>> Begin SOURCE PASSAGE
We rip around on the Husqvarna TC 125. You might not know it but you want one!
The 2019 Husqvarna TC 125 represents everything that is good about motocross. The look, the smell, the sound, the inner-child excitement only a two-stroke can stoke, and the comfort of knowing you’re about to have one helluva time every time you gas it up. It also refuses to hide your weaknesses.
125s are the heart and soul of MX. They require your full attention effective performance and fast lap times. But they reward such focus with unbeatable rider joy and undeniable blame when the RPM drop (it’s your fault). Miss a shift and the world knows it.
Photography Courtesy Husqvarna
125’s take a hard pass on bullshit. It’s a simple, pure, ageless displacement and if you haven’t been on one for a while, you’re missing out. One lap and you’ll remember why you fell in love with motocross. And if you’re like me, you’ll also see how lazy you’ve become.
Updates for the 2019 Husqvarna TC 125 include most of the MX model-wide changes Husqvarna has made to all five of its full-size competition machines. We covered this in our 2019 Husqvarna Motocross Lineup First Look.
Most notable of the shared changes on the 125 are the frame rigidity updates, WP AER 48 fork and DCC shock setting tweaks, and the new muffler. Notable 2019 TC 125-specific changes include machined finishing to the upper contour of the exhaust port of the cylinder, new Mikuni carb settings, a new Pankl six-speed gearbox and integration of a Diaphragm Spring (DS) clutch.
All of these updates are welcome. Port timing on a 125 is huge. It is the engine’s timing, and the black magic of cylinder poring is undeniably effective. During our humbling romp around Baker’s Factory in Florida, we’re happy to report the 2019 Husqvarna TC 125 is quite capable of going fast, being comfortable, making you feel cool, being extremely fun and putting your talent shortcomings on display.
The power delivery is strong and long, not requiring upshifts halfway down the straight like some modified small-bores do. The bike isn’t chasing big torque numbers, but the bottom-end power delivery felt adequate in the challenging conditions we rode it in. Granted, the torque of a 125 is greatly determined by how well you implement gear position and clutch control. You’re not going to be able to ride a gear high through a corner on a 125, no matter what. So, where you shift, not if you have to, is really the deciding factor on a 125’s power output. It’s about character, not overall numbers here.
In this regard, the 2019 Husqvarna TC 125 is a performer. It exudes high-quality fit and finish while being abused on its way to finding a flow. Even so, we can’t pull a fast one on anyone here and say we rode the bike to it’s potential in Florida. We did not.
Yes, I was a bit out of my comfort zone. Riding at Aldon Baker’s personal testing facility where Jason Anderson and Zach Osborne earn championships will do that to a guy. Baker’s Factory is a beautiful and awe-inspiring facility. It’s like a unicorn. But it’s also pissed off. It’s more like a unicorn cinched across its sensitive bits in a rodeo chute.
The sand/limestone soil is heavier than it looks and you need to be on the gas to push through, or stay on top of it. Slowing down makes it more of a fight to go where you want. Traction isn’t guaranteed. More than once I hit quicksand and felt the bars tap my beltline. Also, it’s a billion-percent humidity and 900-degrees in Florida. So, the softies from California are going to wither and wilt a bit.
>> End SOURCE PASSAGE
■ **JOBS**
1. According to the Husqvarna TC 125 review, what brand of six-speed gearbox does the 2019 TC 125 get?
2. List every change the Husqvarna TC 125 review describes as specific to the 2019 TC 125.
3. Reproduce the part of the Husqvarna TC 125 review that opens with the words containing "Most notable of" and closes with "Spring (DS) clutch.".
>> Begin SUPPLIED ENTRIES
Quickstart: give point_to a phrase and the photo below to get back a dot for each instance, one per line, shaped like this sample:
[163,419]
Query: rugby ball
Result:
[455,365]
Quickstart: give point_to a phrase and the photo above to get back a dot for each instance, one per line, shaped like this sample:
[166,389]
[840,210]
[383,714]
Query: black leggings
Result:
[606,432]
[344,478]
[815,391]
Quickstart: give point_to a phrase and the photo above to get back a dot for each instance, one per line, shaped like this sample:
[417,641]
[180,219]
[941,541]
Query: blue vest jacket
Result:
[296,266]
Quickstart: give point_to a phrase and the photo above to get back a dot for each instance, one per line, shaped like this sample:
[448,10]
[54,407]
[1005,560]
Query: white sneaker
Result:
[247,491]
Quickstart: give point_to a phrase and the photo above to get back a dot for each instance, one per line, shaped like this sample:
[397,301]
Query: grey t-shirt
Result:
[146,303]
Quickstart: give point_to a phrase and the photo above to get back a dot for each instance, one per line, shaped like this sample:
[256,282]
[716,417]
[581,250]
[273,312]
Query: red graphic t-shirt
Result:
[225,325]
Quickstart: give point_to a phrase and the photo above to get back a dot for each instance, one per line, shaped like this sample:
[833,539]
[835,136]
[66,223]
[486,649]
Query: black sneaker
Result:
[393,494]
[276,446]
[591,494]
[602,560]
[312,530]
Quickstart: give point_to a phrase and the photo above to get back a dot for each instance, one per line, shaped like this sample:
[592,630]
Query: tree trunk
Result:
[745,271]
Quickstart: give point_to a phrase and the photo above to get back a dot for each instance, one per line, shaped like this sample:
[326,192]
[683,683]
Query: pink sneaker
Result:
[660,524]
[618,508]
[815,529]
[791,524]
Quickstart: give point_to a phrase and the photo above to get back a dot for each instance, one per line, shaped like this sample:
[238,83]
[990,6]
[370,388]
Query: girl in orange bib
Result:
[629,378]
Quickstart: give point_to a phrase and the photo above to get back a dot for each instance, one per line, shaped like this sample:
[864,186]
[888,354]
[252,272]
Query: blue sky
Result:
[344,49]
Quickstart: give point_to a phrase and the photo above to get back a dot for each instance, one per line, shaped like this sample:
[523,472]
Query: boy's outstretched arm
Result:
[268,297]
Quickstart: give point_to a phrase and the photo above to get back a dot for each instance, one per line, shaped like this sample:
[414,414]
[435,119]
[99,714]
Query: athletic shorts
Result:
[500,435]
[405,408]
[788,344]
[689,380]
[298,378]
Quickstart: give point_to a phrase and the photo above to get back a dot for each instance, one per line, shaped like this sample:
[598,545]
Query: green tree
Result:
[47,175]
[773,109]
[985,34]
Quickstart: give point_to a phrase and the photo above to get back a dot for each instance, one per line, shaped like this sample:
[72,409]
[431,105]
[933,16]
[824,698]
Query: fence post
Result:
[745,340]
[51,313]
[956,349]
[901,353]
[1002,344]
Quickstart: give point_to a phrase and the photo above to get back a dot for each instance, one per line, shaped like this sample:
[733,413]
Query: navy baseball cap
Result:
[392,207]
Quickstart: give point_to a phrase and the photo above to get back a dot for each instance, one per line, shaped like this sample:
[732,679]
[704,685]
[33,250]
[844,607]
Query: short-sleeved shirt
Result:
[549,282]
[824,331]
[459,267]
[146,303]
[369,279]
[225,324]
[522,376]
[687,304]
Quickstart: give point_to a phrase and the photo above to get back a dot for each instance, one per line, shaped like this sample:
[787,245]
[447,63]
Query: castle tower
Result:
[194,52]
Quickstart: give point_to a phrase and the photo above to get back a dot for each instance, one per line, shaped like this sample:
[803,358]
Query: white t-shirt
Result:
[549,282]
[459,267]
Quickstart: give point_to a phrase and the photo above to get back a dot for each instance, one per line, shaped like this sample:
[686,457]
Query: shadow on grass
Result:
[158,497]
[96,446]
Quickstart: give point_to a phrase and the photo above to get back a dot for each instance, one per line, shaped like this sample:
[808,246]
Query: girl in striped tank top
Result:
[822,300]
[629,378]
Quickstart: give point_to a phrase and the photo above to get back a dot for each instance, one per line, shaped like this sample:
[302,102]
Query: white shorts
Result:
>> End SUPPLIED ENTRIES
■ **SOLUTIONS TO EACH TASK**
1. Pankl

2.
- Machined finishing to the upper contour of the exhaust port of the cylinder
- New Mikuni carb settings
- A new Pankl six-speed gearbox
- Integration of a Diaphragm Spring (DS) clutch

3.
Most notable of the shared changes on the 125 are the frame rigidity updates, WP AER 48 fork and DCC shock setting tweaks, and the new muffler. Notable 2019 TC 125-specific changes include machined finishing to the upper contour of the exhaust port of the cylinder, new Mikuni carb settings, a new Pankl six-speed gearbox and integration of a Diaphragm Spring (DS) clutch.